この可変動弁機構は、低リフトを必要とする運転状況下では、連結ピン86を連結解除位置に移動させることにより、図8(a)に示すように、低速用ロッカアーム81が低速用回転カム84に押圧されてバルブ87を低リフトし、高速用ロッカアーム83は高速用回転カム85に押圧されるが空揺動する。
また、高リフトを必要とする運転状況下では、図8(b)に示すベース時に連結ピン86を連結位置まで移動させることにより、図9(a)に示すように、高速用回転カム85により高速用ロッカアーム83と、連結された低速用ロッカアーム81とが大きく揺動させられて、バルブ87が高リフトするとともに、低速用ロッカアーム81は低速用回転カム84と離間するようになっている。
しかし、図9(a)に示すように、連結ピン86を連結解除位置から連結位置に(又は連結位置から連結解除位置に)移動するタイミングが悪いと、図9(b)に示すように、高リフト中に連結が外れて低速用ロッカアーム81がバルブスプリング88に押し戻されて低速用回転カム84に叩きつけられ、図10に示すように異音を発生させる原因になった。またその時の衝撃荷重で低速用ロッカアーム81が損傷する恐れがあった。
そこで、回転カムの回転と連結ピンの移動タイミングを同期させることにより、連結ピンの意図しない連結又は解除を起こらないようにして異音の発生を防止するものがある(例えば、特許文献1参照。)。その可変動弁機構は、第一ロッカアームと第二ロッカアームとを連結する位置と、連結状態を解除する位置との間で移動する連結ピンに対し、第一ロッカアームが開弁方向に揺動動作をしている時に連結ピンに係合してピストンの移動を規制して、それ以外の時だけ連結ピンの移動を許容するタイミング板を設けたものである。
—————
> **課題**:
1: 抜粋文によれば、連結ピンの移動タイミングが悪いとき、低速用ロッカアーム81にはどのような恐れがあったか。
2: 抜粋文の「この可変動弁機構は、低リフト」から「と離間するようになっている。」までを、一字一句変えずに書き写しなさい。
3: 抜粋文に出てくる部品のうち、符号の数字が付いたものを、部品名と番号の組でもれなく挙げなさい。
このあとのデータは、抜粋文の内容とは関係がない。

> **抽出データ**:
—————
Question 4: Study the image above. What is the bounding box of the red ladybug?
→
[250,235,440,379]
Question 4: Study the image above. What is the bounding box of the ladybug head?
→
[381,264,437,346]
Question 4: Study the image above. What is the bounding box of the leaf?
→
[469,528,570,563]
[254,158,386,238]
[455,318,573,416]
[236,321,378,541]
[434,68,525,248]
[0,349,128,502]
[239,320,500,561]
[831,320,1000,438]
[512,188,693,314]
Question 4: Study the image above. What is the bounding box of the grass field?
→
—————
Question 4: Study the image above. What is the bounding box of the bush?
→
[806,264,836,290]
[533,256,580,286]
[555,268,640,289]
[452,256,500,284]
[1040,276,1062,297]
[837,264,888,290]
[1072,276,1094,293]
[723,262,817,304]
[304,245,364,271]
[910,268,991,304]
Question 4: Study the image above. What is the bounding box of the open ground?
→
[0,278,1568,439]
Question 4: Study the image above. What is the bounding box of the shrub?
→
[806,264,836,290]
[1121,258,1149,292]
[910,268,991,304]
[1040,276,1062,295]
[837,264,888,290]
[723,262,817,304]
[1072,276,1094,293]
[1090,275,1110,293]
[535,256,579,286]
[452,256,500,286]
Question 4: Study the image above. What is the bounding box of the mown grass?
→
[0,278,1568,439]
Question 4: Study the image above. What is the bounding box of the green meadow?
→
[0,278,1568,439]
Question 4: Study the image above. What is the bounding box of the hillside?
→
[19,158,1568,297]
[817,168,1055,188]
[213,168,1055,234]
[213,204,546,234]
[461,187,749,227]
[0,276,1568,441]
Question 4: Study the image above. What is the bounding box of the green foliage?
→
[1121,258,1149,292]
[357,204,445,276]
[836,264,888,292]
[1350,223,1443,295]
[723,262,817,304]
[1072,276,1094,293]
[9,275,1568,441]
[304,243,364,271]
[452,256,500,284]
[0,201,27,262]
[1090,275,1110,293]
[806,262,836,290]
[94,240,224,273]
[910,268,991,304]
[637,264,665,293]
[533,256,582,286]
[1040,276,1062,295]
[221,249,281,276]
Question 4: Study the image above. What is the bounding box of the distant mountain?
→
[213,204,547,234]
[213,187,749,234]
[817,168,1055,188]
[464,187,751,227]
—————
> **解答**:
1: 衝撃荷重で損傷する恐れがあった。

2:
この可変動弁機構は、低リフトを必要とする運転状況下では、連結ピン86を連結解除位置に移動させることにより、図8(a)に示すように、低速用ロッカアーム81が低速用回転カム84に押圧されてバルブ87を低リフトし、高速用ロッカアーム83は高速用回転カム85に押圧されるが空揺動する。
また、高リフトを必要とする運転状況下では、図8(b)に示すベース時に連結ピン86を連結位置まで移動させることにより、図9(a)に示すように、高速用回転カム85により高速用ロッカアーム83と、連結された低速用ロッカアーム81とが大きく揺動させられて、バルブ87が高リフトするとともに、低速用ロッカアーム81は低速用回転カム84と離間するようになっている。

3: 低速用ロッカアーム81、高速用ロッカアーム83、低速用回転カム84、高速用回転カム85、連結ピン86、バルブ87、バルブスプリング88